Entries taken from a collection
——————————

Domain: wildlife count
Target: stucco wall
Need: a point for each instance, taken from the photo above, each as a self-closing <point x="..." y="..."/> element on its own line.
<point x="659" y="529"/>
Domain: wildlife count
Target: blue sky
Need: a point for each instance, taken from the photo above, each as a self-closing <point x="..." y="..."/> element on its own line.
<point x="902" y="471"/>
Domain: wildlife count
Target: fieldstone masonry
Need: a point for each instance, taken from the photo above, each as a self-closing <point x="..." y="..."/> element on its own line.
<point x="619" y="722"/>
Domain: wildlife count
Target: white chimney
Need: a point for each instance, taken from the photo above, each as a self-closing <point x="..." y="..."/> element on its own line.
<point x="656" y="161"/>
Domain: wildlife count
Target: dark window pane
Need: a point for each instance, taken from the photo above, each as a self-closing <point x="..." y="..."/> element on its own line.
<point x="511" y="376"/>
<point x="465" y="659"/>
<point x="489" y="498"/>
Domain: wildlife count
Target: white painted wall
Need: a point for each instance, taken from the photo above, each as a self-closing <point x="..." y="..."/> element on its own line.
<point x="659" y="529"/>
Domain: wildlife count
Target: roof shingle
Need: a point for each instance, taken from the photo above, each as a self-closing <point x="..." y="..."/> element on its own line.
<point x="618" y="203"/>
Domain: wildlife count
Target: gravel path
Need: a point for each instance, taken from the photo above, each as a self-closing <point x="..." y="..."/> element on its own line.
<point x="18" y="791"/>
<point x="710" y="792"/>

——————————

__Directions__
Look for the string "Target" in the entries above. Copy every line that has it.

__Result for this exercise__
Target: stucco wall
Target: blue sky
Target: fieldstone masonry
Target: white chimney
Target: dark window pane
Target: white painted wall
Target: roof shingle
Target: gravel path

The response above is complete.